** START OF Supplied data **

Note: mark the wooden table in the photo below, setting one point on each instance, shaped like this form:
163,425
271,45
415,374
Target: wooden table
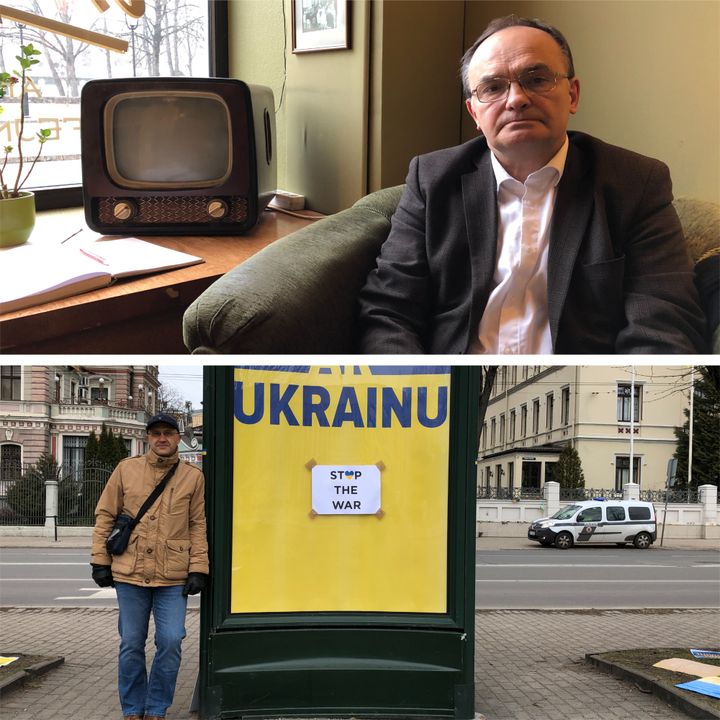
135,316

** END OF Supplied data **

--- Aim of the exercise ---
Print the listing above line for line and without alteration, leaving out the pictures.

--- Solution ---
Note: mark the wooden table in the photo below, setting one point on each instance, shaped like this form:
163,425
271,45
415,374
Target: wooden table
135,316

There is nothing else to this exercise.